--- MATERIAL FOR THIS TASK ---
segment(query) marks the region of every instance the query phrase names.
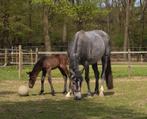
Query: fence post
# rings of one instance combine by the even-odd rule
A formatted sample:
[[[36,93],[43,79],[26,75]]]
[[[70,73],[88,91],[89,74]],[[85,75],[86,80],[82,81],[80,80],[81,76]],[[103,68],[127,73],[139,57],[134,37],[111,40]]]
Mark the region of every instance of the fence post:
[[[140,56],[140,61],[141,61],[141,63],[143,63],[143,55],[142,54]]]
[[[35,63],[38,61],[38,48],[36,48]]]
[[[19,75],[19,79],[21,79],[22,76],[22,47],[21,45],[19,45],[19,62],[18,62],[18,75]]]
[[[31,65],[33,65],[33,51],[32,51],[32,49],[30,50],[30,55],[31,55]]]
[[[19,58],[18,58],[18,55],[19,55],[19,51],[18,51],[18,49],[17,49],[17,47],[15,47],[15,61],[16,61],[16,66],[17,66],[17,64],[19,64]]]
[[[128,78],[131,78],[131,54],[130,54],[130,49],[128,49]]]
[[[13,62],[14,62],[14,56],[13,56],[13,46],[12,46],[12,48],[11,48],[11,62],[12,62],[12,64],[13,64]]]
[[[8,64],[8,50],[5,48],[5,64],[4,66],[6,66]]]

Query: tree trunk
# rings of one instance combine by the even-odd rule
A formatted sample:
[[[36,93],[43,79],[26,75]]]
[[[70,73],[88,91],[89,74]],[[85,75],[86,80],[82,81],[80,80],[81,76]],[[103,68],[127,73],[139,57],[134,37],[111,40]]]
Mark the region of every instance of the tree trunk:
[[[51,51],[51,42],[49,36],[48,6],[43,6],[43,36],[46,51]]]
[[[2,31],[2,38],[3,44],[2,47],[11,47],[10,37],[10,28],[9,28],[9,13],[7,11],[4,12],[3,15],[3,31]]]
[[[65,43],[67,40],[67,24],[64,20],[64,23],[63,23],[63,35],[62,35],[62,41],[63,43]]]
[[[141,19],[140,19],[140,24],[141,24],[141,30],[140,30],[140,35],[141,35],[141,38],[140,38],[140,44],[139,44],[139,50],[142,50],[142,46],[143,46],[143,37],[144,37],[144,13],[145,13],[145,9],[146,9],[146,5],[147,5],[147,2],[144,1],[144,3],[142,4],[141,3],[141,0],[140,0],[140,4],[141,4]]]
[[[110,35],[110,13],[107,16],[107,33]]]
[[[29,0],[29,13],[28,13],[28,22],[29,22],[29,27],[30,29],[32,28],[32,0]],[[31,43],[31,40],[32,40],[32,32],[29,33],[29,43]]]
[[[124,45],[123,50],[127,51],[128,49],[128,43],[129,43],[129,0],[126,2],[126,19],[125,19],[125,31],[124,31]],[[127,54],[124,54],[124,59],[127,59]]]

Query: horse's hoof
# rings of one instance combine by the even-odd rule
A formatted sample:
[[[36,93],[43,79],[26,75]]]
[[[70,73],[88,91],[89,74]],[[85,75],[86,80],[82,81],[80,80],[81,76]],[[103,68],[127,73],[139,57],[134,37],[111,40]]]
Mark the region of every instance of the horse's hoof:
[[[44,95],[44,93],[43,93],[44,91],[40,91],[40,93],[39,93],[39,95]]]
[[[92,98],[92,96],[87,96],[87,98]]]
[[[93,93],[93,96],[98,96],[99,95],[99,92],[98,91],[95,91],[94,93]]]
[[[91,93],[89,92],[89,93],[87,93],[87,97],[91,97],[92,95],[91,95]]]
[[[93,96],[98,96],[98,93],[94,93]]]
[[[55,93],[51,93],[52,96],[55,96]]]
[[[104,93],[103,92],[100,92],[99,96],[100,97],[104,97]]]
[[[52,91],[52,92],[51,92],[51,95],[52,95],[52,96],[55,96],[55,91]]]
[[[68,92],[65,97],[70,98],[71,94]]]
[[[67,91],[63,91],[62,93],[63,93],[63,94],[67,94]]]
[[[39,95],[44,95],[44,93],[39,93]]]

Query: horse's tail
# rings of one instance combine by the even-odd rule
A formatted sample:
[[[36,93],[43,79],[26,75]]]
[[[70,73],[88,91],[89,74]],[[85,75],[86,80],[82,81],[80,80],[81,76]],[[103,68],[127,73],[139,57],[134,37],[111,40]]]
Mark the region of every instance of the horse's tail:
[[[110,56],[108,56],[108,59],[107,59],[107,68],[106,68],[105,76],[106,76],[105,78],[106,78],[107,88],[113,89],[113,77],[112,77]]]

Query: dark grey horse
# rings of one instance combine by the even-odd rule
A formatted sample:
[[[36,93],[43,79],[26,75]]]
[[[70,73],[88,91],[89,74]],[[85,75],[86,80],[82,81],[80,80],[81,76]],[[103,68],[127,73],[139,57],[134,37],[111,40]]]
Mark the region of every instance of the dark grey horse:
[[[71,90],[75,99],[81,99],[81,85],[83,77],[79,70],[79,65],[85,69],[85,80],[87,82],[88,95],[91,95],[89,85],[89,65],[92,65],[95,74],[94,94],[103,96],[104,80],[108,89],[113,88],[111,61],[110,61],[110,41],[109,36],[102,30],[79,31],[75,34],[74,40],[68,48],[69,69],[71,73]],[[97,62],[102,61],[102,81],[99,92],[99,71]],[[70,92],[67,94],[67,96]]]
---
Write the records out in full, word for word; leave every picture behind.

→ **EXPECTED ANSWER**:
segment(query) marks the region of every instance the query phrase names.
Query: fence post
# rings of one instance combine by the even-odd rule
A formatted sample:
[[[36,93],[43,79],[26,75]]]
[[[70,73],[88,91],[89,74]],[[85,75],[86,80],[82,81],[80,80],[81,76]],[[103,68],[127,73],[139,57],[134,37],[111,40]]]
Mark the region of every instance of the fence post:
[[[140,56],[140,61],[141,61],[141,63],[143,63],[143,55],[142,54]]]
[[[35,63],[38,61],[38,48],[36,48]]]
[[[19,75],[19,79],[21,79],[22,76],[22,47],[21,45],[19,45],[19,62],[18,62],[18,75]]]
[[[31,65],[33,65],[33,51],[32,51],[32,49],[30,50],[30,55],[31,55]]]
[[[19,58],[18,58],[18,55],[19,55],[19,51],[18,51],[18,49],[17,49],[17,47],[15,47],[15,61],[16,61],[16,66],[17,66],[17,64],[19,64]]]
[[[128,78],[131,78],[131,54],[130,54],[130,49],[128,49]]]
[[[13,62],[14,62],[14,56],[13,56],[13,46],[12,46],[12,48],[11,48],[11,62],[12,62],[12,64],[13,64]]]
[[[8,64],[8,50],[5,48],[5,64],[4,66],[6,66]]]

Query: tree trunk
# rings of one instance combine by the even-odd rule
A formatted sample:
[[[36,93],[43,79],[26,75]]]
[[[70,73],[88,91],[89,74]],[[85,75],[86,80],[82,81],[80,80],[81,76]],[[103,68],[127,73],[139,57],[134,37],[111,40]]]
Mark the region of every instance of the tree trunk:
[[[51,51],[51,42],[49,36],[48,6],[43,6],[43,36],[46,51]]]
[[[2,31],[2,38],[3,44],[2,47],[11,47],[10,37],[10,28],[9,28],[9,13],[7,11],[4,12],[3,15],[3,31]]]
[[[65,43],[67,40],[67,24],[64,20],[64,23],[63,23],[63,35],[62,35],[62,41],[63,43]]]
[[[141,19],[140,19],[140,24],[141,24],[141,30],[140,30],[140,35],[141,35],[141,38],[140,38],[140,44],[139,44],[139,50],[142,50],[142,46],[143,46],[143,37],[144,37],[144,13],[145,13],[145,9],[146,9],[146,5],[147,5],[147,2],[144,1],[144,3],[142,4],[141,3],[141,0],[140,0],[140,4],[141,4]]]
[[[110,35],[110,13],[107,16],[107,33]]]
[[[29,0],[29,13],[28,13],[28,22],[29,22],[29,27],[30,29],[32,28],[32,0]],[[31,43],[31,40],[32,40],[32,32],[29,33],[29,43]]]
[[[124,45],[123,50],[127,51],[128,49],[128,43],[129,43],[129,0],[126,2],[126,19],[125,19],[125,31],[124,31]],[[127,54],[124,54],[124,59],[127,59]]]

Query: horse's hoof
# rings of one instance combine by the even-odd rule
A formatted sample:
[[[36,93],[43,79],[26,75]]]
[[[70,73],[88,91],[89,74]],[[85,75],[86,80],[82,81],[80,80],[81,76]],[[103,68],[127,73],[139,57],[134,37],[111,40]]]
Mark the region of every instance of the horse's hoof:
[[[44,95],[44,93],[43,93],[44,91],[40,91],[40,93],[39,93],[39,95]]]
[[[92,98],[92,96],[87,96],[87,98]]]
[[[93,93],[93,96],[98,96],[99,95],[99,92],[98,91],[95,91],[94,93]]]
[[[91,93],[89,92],[89,93],[87,93],[87,97],[91,97],[92,95],[91,95]]]
[[[93,96],[98,96],[98,93],[94,93]]]
[[[55,93],[51,93],[52,96],[55,96]]]
[[[104,93],[103,92],[100,92],[99,96],[100,97],[104,97]]]
[[[52,91],[52,92],[51,92],[51,95],[52,95],[52,96],[55,96],[55,91]]]
[[[68,92],[65,97],[70,98],[71,94]]]
[[[67,91],[63,91],[62,93],[63,93],[63,94],[67,94]]]
[[[39,95],[44,95],[44,93],[39,93]]]

Query: horse's tail
# rings of one instance combine by the even-odd rule
A formatted sample:
[[[36,93],[43,79],[26,75]]]
[[[70,73],[88,91],[89,74]],[[85,75],[86,80],[82,81],[80,80],[81,76]],[[103,68],[127,73],[139,57],[134,37],[111,40]]]
Mark the region of every instance of the horse's tail:
[[[110,56],[108,56],[108,59],[107,59],[107,68],[106,68],[105,76],[106,76],[105,78],[106,78],[107,88],[113,89],[113,77],[112,77]]]

Query: dark grey horse
# rings of one instance combine by the even-odd rule
A formatted sample:
[[[36,93],[43,79],[26,75]]]
[[[70,73],[88,91],[89,74]],[[85,75],[86,80],[82,81],[80,80],[81,76]],[[103,68],[127,73],[139,57],[134,37],[111,40]]]
Mark the region of every instance of the dark grey horse:
[[[71,90],[75,99],[81,99],[81,85],[83,77],[79,70],[79,65],[85,69],[85,80],[87,82],[88,95],[91,95],[89,85],[89,65],[92,65],[95,74],[94,94],[103,96],[104,80],[108,89],[113,88],[111,61],[110,61],[110,41],[109,36],[102,30],[79,31],[75,34],[74,40],[68,48],[69,69],[71,73]],[[97,62],[102,61],[102,81],[99,92],[99,71]],[[70,92],[67,94],[67,96]]]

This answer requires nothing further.